= What you need to do =
How many of the rows below contain the word "green"? Reply with the number alone.

= Supplied entries =

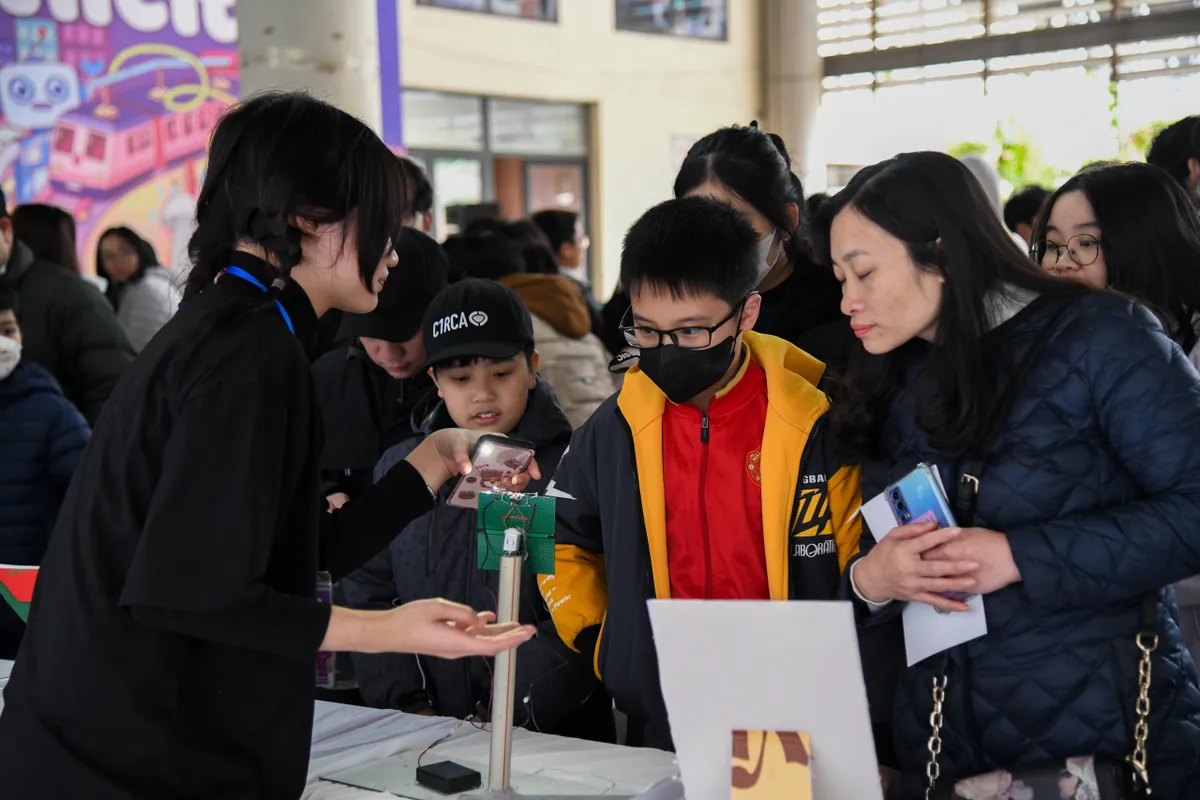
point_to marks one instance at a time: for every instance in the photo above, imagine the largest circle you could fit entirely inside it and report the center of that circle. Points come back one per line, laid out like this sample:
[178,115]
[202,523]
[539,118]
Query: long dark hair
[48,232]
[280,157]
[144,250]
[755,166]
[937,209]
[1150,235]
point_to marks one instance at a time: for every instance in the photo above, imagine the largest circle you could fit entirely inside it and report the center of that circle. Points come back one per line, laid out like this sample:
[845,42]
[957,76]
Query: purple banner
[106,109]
--
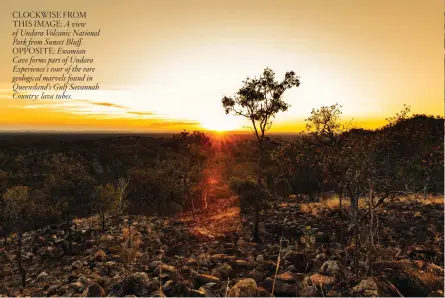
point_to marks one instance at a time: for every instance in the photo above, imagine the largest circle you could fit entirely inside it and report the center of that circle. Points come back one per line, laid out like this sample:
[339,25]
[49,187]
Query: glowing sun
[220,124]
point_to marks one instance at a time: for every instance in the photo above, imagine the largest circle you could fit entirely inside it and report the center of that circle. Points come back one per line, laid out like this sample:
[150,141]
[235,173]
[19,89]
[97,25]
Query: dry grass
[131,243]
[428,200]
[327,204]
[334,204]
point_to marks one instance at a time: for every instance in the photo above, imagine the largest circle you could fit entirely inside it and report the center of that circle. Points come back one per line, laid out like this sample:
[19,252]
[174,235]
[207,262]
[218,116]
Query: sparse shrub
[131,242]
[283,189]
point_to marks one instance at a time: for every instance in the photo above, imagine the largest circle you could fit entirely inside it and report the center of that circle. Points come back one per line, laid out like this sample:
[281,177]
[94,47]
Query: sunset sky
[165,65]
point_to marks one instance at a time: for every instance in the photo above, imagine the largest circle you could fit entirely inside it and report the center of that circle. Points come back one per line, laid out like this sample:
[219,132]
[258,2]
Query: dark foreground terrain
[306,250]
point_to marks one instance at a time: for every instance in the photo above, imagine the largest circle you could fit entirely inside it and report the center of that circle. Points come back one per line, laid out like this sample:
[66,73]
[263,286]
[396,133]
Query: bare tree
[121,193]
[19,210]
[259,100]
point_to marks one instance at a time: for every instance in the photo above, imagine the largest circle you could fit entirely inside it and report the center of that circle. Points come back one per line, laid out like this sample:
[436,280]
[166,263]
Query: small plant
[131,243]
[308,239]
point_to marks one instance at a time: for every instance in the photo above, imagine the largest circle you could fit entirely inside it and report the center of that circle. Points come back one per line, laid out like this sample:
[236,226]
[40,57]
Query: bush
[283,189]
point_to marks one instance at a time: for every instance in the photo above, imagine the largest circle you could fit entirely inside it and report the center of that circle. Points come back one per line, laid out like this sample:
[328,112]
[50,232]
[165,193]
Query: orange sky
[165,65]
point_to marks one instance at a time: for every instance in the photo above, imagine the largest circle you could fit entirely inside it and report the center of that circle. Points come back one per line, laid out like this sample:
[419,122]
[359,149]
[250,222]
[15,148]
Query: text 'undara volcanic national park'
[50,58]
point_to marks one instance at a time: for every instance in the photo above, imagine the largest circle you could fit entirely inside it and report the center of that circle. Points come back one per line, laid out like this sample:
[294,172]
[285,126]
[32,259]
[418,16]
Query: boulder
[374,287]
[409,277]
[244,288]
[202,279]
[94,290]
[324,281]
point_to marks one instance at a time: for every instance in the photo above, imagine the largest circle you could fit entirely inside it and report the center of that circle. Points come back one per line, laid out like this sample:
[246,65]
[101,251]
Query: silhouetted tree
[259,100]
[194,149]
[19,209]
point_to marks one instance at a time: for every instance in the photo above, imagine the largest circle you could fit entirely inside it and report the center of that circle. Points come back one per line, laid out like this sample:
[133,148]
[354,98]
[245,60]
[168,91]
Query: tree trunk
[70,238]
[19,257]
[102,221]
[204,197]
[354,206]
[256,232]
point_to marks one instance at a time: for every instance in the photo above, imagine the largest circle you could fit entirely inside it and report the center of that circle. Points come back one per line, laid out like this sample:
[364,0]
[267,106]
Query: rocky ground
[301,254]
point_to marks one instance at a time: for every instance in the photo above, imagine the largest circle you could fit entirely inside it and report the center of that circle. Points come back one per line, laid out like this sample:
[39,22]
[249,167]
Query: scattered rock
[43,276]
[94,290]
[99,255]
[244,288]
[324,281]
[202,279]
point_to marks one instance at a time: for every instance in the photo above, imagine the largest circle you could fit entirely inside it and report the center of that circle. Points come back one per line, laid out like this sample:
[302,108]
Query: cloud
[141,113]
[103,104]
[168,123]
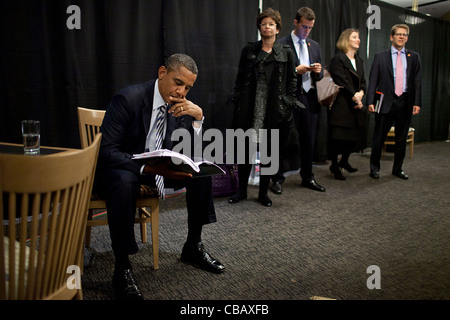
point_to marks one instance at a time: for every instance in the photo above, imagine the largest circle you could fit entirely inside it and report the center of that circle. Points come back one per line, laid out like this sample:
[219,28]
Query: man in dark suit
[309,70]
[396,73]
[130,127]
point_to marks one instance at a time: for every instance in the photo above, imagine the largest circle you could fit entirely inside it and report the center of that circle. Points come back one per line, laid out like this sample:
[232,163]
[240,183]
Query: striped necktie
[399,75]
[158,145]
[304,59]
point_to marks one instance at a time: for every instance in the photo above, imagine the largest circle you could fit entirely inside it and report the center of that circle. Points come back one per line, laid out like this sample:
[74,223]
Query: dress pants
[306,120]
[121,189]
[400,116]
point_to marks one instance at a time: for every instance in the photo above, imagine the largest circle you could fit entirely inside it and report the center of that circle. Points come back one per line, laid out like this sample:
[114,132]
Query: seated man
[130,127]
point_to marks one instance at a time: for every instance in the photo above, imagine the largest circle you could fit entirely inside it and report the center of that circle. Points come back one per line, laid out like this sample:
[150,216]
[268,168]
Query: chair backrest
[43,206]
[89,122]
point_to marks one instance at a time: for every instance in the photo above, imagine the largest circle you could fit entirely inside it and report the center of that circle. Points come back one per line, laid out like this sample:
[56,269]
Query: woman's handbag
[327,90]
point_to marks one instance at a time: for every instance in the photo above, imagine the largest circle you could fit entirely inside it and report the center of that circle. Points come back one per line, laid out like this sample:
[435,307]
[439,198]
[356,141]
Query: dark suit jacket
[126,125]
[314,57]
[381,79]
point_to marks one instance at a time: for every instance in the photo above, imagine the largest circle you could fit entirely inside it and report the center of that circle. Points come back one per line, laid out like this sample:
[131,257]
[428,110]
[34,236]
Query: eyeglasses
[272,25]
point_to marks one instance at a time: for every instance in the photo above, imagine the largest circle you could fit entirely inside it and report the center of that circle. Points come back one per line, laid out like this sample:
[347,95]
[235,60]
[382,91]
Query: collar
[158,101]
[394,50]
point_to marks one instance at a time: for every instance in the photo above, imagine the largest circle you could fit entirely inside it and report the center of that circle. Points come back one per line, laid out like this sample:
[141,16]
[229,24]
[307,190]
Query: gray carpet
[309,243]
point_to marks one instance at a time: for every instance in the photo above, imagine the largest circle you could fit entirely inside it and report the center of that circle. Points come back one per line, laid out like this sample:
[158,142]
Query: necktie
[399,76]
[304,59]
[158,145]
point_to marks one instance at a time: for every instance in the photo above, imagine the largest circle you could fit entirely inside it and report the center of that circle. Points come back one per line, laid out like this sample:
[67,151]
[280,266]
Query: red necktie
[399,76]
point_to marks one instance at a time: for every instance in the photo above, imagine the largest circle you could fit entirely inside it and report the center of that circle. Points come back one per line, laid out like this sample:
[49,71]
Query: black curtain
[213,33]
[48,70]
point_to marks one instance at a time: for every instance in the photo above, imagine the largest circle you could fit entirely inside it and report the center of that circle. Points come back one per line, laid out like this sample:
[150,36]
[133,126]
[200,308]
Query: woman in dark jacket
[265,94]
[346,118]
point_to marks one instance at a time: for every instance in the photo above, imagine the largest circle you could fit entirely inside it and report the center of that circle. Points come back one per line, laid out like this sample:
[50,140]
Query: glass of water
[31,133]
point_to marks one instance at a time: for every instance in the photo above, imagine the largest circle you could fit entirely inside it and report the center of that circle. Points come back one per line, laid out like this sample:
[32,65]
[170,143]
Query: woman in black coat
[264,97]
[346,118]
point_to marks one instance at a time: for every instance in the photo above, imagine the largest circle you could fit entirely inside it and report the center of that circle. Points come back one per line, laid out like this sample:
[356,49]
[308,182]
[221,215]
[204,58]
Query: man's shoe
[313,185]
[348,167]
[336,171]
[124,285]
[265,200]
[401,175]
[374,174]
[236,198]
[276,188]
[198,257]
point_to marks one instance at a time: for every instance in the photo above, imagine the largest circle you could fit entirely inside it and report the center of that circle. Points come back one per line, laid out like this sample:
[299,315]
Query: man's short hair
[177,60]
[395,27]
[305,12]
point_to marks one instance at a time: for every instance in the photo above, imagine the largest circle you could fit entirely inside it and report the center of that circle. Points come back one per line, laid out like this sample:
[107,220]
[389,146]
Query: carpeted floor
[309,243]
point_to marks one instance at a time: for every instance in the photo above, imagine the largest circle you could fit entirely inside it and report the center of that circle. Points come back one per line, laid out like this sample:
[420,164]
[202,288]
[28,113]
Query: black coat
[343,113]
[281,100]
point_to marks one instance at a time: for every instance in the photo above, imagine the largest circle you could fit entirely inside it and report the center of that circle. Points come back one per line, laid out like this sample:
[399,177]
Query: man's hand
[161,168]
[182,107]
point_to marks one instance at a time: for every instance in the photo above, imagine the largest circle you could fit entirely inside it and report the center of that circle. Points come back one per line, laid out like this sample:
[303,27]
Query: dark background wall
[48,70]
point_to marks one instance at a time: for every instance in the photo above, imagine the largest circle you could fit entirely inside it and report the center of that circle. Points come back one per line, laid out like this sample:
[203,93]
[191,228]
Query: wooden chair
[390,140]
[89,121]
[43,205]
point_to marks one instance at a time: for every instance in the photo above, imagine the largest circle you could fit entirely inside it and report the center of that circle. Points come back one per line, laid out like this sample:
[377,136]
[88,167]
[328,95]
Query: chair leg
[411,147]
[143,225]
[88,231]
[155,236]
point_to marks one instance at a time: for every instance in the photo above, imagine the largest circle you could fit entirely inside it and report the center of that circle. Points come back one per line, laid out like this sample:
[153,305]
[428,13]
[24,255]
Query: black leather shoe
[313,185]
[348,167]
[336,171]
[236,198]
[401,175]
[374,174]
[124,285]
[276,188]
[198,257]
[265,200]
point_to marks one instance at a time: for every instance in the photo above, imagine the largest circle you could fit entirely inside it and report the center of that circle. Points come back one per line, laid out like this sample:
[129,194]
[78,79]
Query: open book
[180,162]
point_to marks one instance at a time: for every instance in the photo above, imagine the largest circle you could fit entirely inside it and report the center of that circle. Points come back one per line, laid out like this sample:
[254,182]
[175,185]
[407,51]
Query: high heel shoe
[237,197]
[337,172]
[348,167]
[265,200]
...
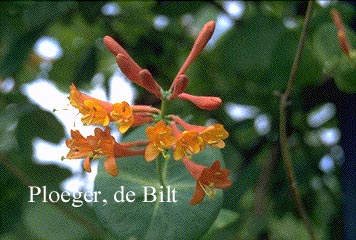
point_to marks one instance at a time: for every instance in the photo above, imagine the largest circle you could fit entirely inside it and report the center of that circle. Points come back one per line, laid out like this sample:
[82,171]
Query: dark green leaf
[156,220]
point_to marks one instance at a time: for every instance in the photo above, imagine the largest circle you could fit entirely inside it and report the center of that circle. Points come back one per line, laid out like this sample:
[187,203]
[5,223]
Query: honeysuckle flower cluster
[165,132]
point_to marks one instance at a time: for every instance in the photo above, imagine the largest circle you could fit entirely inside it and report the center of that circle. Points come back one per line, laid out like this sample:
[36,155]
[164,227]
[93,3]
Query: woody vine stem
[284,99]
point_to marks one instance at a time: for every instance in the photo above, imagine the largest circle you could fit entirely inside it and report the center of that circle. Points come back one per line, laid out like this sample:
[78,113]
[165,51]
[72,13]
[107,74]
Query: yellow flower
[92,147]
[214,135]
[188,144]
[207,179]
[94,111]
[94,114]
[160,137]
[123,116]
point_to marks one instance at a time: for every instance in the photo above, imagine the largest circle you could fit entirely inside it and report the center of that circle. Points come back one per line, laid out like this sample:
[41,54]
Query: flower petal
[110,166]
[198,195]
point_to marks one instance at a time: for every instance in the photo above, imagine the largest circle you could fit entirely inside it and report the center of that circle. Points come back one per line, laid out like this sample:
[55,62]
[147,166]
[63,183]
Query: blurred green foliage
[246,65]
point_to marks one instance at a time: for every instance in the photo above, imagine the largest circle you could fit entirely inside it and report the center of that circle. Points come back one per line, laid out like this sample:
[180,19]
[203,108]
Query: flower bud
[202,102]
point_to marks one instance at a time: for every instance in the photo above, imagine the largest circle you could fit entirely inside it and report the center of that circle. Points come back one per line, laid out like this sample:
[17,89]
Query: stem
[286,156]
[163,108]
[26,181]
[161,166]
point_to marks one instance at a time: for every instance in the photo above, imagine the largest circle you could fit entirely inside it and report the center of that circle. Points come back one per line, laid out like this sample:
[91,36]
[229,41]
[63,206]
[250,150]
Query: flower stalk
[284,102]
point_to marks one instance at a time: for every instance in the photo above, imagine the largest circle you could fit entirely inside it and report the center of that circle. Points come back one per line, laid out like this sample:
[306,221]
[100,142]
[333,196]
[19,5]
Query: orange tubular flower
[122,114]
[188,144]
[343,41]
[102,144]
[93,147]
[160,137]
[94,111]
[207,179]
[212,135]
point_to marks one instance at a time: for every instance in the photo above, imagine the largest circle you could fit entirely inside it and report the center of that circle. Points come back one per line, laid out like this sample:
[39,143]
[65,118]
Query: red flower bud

= Task answer =
2